# PROBLEM
Repeat each entry word for word; the images are not part of the copy.

# LISTED ENTRIES
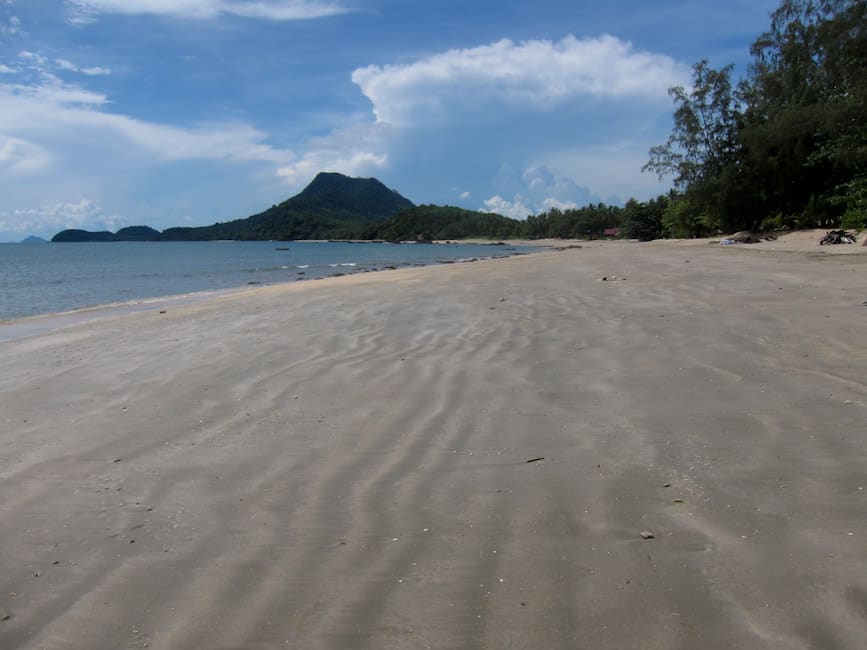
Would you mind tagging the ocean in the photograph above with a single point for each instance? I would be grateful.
(38, 279)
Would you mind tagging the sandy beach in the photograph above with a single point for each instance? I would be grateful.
(345, 463)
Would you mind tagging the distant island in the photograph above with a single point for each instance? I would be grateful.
(332, 206)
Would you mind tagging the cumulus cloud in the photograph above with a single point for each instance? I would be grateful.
(63, 64)
(21, 157)
(531, 74)
(11, 26)
(52, 217)
(355, 151)
(46, 108)
(514, 209)
(84, 11)
(540, 191)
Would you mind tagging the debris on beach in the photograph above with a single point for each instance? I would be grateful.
(837, 237)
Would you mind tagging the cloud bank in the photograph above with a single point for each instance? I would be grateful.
(536, 74)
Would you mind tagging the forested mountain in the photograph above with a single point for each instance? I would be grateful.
(332, 206)
(786, 146)
(428, 222)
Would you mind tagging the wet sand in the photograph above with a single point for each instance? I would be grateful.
(343, 464)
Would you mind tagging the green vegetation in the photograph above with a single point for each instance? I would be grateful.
(787, 145)
(429, 222)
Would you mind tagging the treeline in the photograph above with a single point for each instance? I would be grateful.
(786, 146)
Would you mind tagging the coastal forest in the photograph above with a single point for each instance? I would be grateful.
(785, 146)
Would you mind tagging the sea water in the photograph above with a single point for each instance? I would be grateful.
(40, 279)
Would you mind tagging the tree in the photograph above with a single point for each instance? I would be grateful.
(703, 150)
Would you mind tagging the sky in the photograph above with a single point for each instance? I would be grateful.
(188, 112)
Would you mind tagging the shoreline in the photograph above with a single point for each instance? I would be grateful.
(17, 327)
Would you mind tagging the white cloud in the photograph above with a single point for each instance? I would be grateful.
(354, 151)
(540, 191)
(21, 157)
(531, 74)
(84, 11)
(11, 27)
(52, 109)
(53, 217)
(551, 202)
(514, 209)
(63, 64)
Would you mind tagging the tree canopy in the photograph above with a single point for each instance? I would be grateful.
(787, 145)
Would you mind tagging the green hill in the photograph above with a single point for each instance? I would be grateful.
(333, 206)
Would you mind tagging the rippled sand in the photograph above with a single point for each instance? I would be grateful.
(343, 464)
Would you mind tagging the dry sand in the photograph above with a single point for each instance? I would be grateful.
(343, 464)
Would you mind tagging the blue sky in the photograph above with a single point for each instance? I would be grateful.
(187, 112)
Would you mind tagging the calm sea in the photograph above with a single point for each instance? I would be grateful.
(47, 278)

# TASK ANSWER
Would you mind tagging the ocean in the photograph above with a single point for each instance? I would be grateful.
(38, 279)
Would you mind tagging the sandy beach in the photograph above with a single point for each instance? I would be grateful.
(345, 463)
Would you mind tagging the distant island in the photograph above with a single point for each instance? I would be grateful.
(332, 206)
Would you mind tagging the cumulus cloud in the photograph above with a single point for each instance? I would be grateful.
(63, 64)
(21, 157)
(531, 74)
(11, 26)
(52, 217)
(355, 151)
(46, 108)
(514, 209)
(84, 11)
(540, 191)
Would you mind tagging the debris on beach in the photograph above with a single point for each instance? I would be grateful.
(837, 237)
Would you mind tagging the cloud bank in the photograph above with a single point for each instance? I would be grateful.
(536, 74)
Would you mind tagging the forested mountain in the photograph above with a single point for each instance? I would be grateful.
(332, 206)
(786, 146)
(428, 222)
Would you mind tagging the wet sand in the photograph above with a single point for each instance? I would be grateful.
(343, 464)
Would you mind tagging the green vegetation in the photograph above with a single point for each instance? I would be grateful.
(787, 145)
(429, 222)
Would you mind tagging the treeline in the photograph above with a single point for each instance? I would be grateful.
(786, 146)
Would you mind tagging the coastal forest in the photograph above with a single point for each instance? I would be grateful.
(785, 146)
Would you mind tagging the sea water in the photograph above with a single point for each instance? I would be grateful.
(40, 279)
Would you mind tagging the tree in the photograph above with a single point for each instance? I would be grateful.
(703, 150)
Would you mind tagging the sky in the photograph above with a single point for each instance? I would be grateful.
(188, 112)
Would you mind tagging the shoreline in the photograph above with a single point for each instance? I would be grateful.
(17, 327)
Would you mind tagging the white cloud in the photograph above with a single point for each instance? I would be grateful.
(354, 151)
(540, 191)
(21, 157)
(531, 74)
(84, 11)
(11, 27)
(52, 109)
(53, 217)
(551, 202)
(514, 209)
(63, 64)
Would you mind tagging the tree canopy in the photograph above with a single point for each instance? I would be grateful.
(787, 145)
Would you mind tagging the green hill in the photograph above with a single point for each instance? I would be grateful.
(333, 206)
Would you mind tagging the rippled sand in the photograph above with a single point for each instance? I would be grateful.
(343, 464)
Would you mind tagging the dry sand in the photograph above with a single point for each instance? I would be grateful.
(343, 464)
Would you mind tagging the blue sky in the photograph above with a single point for each instance? I would be grateful.
(187, 112)
Would you mind tagging the calm sea in the photograph above with a single point for each instance? I would be grateful.
(47, 278)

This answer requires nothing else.